EXERCISE PASSAGE
..............................

The physical characteristics of rain are reflected by the shape of the raindrop size distribution (RDSD). Specifically, the RDSD is the result of different precipitation formation processes. We measured the RDSD at the surface in heavy rainfall during SoWMEX/TiMREX (2008) in Taiwan. The heavy rainfall was characterized by a squall line accompanied by trailing stratiform precipitation, and it was partitioned into three regions based on radar reflectivity patterns: convective line, stratiform, and reflectivity trough. The convective line was further partitioned into the convective center, leading edge, and trailing edge using a threshold rainfall intensity of 20 mm h-1. The leading edge, which belongs to the convective line, had upward motion from the surface and contained many small drops. The leading edge was characterized by a small median volume diameter (D0) and a linear shape of gamma RDSD. In the convective center, a strong updraught rose to the top of the cell with time, and many large drops over 4 mm were observed. The convective center, which had large D0 and normalized intercept parameter (NW), was characterized by an upward convex shape of gamma RDSD. The range of raindrop diameter decreased toward the trailing edge, with no updraught or only weak updraughts at high altitudes. The trailing edge had large shape and slope parameters, along with a more upward convex shape of gamma RDSD. A bright band was observed in the stratiform region with continual downward motion from the bright band to the surface, even though the intensity became weak. In the stratiform region, D0 and NW were small and the gamma RDSD had an upward convex shape. The different RDSDs in each region of a maritime squall line suggest the existence of different cloud microphysical processes described by the change of RDSD parameters: the coalescence process induces an increase of D0 and shape parameter and a decrease of NW, while the break-up process induces a decrease of D0 and an increase of NW. In comparison with other maritime storms, the convective center has small log10NW and large Dm value. And the convective edge region is positioned between convective center and stratiform region in the Dm-log10NW scatter plot.

..............................

Items from a data source
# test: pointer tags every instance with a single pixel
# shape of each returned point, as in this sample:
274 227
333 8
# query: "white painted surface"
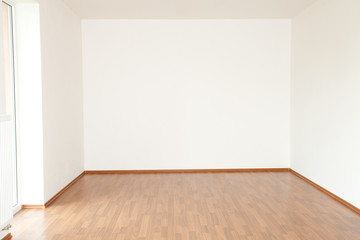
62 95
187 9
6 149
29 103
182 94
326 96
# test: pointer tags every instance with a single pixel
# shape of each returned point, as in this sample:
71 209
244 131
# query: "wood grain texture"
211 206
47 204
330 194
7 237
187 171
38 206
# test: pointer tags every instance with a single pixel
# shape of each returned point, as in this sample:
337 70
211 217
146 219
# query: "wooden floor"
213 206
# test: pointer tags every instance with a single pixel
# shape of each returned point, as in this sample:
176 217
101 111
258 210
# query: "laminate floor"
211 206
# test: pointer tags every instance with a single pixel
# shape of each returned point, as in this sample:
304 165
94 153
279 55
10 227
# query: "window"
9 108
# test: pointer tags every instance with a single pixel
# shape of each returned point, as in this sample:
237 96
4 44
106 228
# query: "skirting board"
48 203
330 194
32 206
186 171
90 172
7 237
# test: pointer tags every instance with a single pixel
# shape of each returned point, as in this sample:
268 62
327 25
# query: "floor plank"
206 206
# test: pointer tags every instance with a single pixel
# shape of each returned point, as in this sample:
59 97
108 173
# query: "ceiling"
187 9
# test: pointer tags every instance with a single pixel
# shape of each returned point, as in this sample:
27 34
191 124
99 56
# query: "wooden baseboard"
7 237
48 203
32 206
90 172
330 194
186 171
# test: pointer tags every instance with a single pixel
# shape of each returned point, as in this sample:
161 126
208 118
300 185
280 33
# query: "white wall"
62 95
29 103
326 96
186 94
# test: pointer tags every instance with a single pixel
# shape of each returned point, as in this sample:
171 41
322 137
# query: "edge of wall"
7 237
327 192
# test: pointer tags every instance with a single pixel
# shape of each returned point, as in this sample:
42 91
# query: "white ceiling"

..............................

EXERCISE
In the raindrop size distribution passage, what threshold rainfall intensity was used to divide the convective line into its three parts?

REPLY TO THE EXERCISE
A threshold rainfall intensity of 20 mm h-1 was used.